# start of Source text

City Hall's Gallery One exhibition of UNM digital art faculty, intriguing if confusing
Gallery One at Albuquerque’s City Hall is hosting its first exhibition of digital art, and let’s hope it’s the first of many.
“Signal and Trace” presents the work of ten digital artists, who are all University of New Mexico faculty members or emeriti.
To understand the curatorial framework behind “Signal and Trace,” it’s necessary to understand multiple definitions of both words, so bear with me for just a moment.
In the world of electronics and printed circuit boards, traces are the physical pathways along which electrical signals travel. So, if we think of electrical signals as cars, the traces are the highways.
In art theory, “indexical traces” are the marks or imprints that connect an artwork directly to its subject or its maker. Handprints in prehistoric cave art are a good example of indexical traces, since they are the direct imprint of the hand of the artist. The philosopher Jacques Derrida defined the trace as the mark of the absence of a presence. So, in the case of prehistoric handprints, they’re the physical marks of people who died long ago. The traces make their physical absence palpable.
Signals, by contrast, are symbolic representations — the word “hand,” for instance, as opposed to an actual handprint.

# end of Source text
# start of Data section

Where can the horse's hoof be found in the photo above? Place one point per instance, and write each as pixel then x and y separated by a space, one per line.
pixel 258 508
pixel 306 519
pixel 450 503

# end of Data section

:: Short exercise 1 ::
Reproduce the passage of the exhibition review starting with "City Hall's Gallery" and going on through "just a moment.".
:: Short exercise 2 ::
Please continue the review of the City Hall digital art exhibition from the point where it stops.

:: Final answer 1 ::
City Hall's Gallery One exhibition of UNM digital art faculty, intriguing if confusing
Gallery One at Albuquerque’s City Hall is hosting its first exhibition of digital art, and let’s hope it’s the first of many.
“Signal and Trace” presents the work of ten digital artists, who are all University of New Mexico faculty members or emeriti.
To understand the curatorial framework behind “Signal and Trace,” it’s necessary to understand multiple definitions of both words, so bear with me for just a moment.

:: Final answer 2 ::
All the works in “Signal and Trace” use digital media, and they all have a narrative component. So, the definitions of “signal” and “trace” from electronics and linguistic theory are both applicable here.
It’s an interesting, if somewhat overwrought, curatorial framework, and it works better for some pieces than others.
One of the best examples of distortion and loss in the show is Mary Tsiongas’ and Jim Roeber’s room of sound-augmented archival images of silk moths and silk factories, taken from the Tbilisi State Silk Factory’s archive from Tbilisi, Georgia. Although I couldn’t quite make out what crackly, hissing sounds I was hearing in the audio, it brought to mind the high, screechy sounds of silkworms being boiled alive in giant vats, which I first heard at a silk factory in China when I was 14. At the time, everyone said it was just air escaping from the cocoons, but I didn’t believe them. Production and decay are bound together in silk processing, and in the material itself. The caterpillars unwittingly weave their own death shrouds, and silk, made by moths, can also be eaten by moths. So, the creepy audio and grainy photographs become decaying traces of processes already tied to cycles of decay.
Valery Jung Estabrook’s “RETURN,” a video projection on layers of translucent fabric, uses doubling and fading to communicate loss. I first saw this piece at Bingo Art Gallery, where it occupied its own darkened room, but I felt it was just as effective here in a gallery with more ambient light. If anything, the slightly faded look gives the birds and wrinkled human hands in the video a more poignant quality, suggestive of fading memories.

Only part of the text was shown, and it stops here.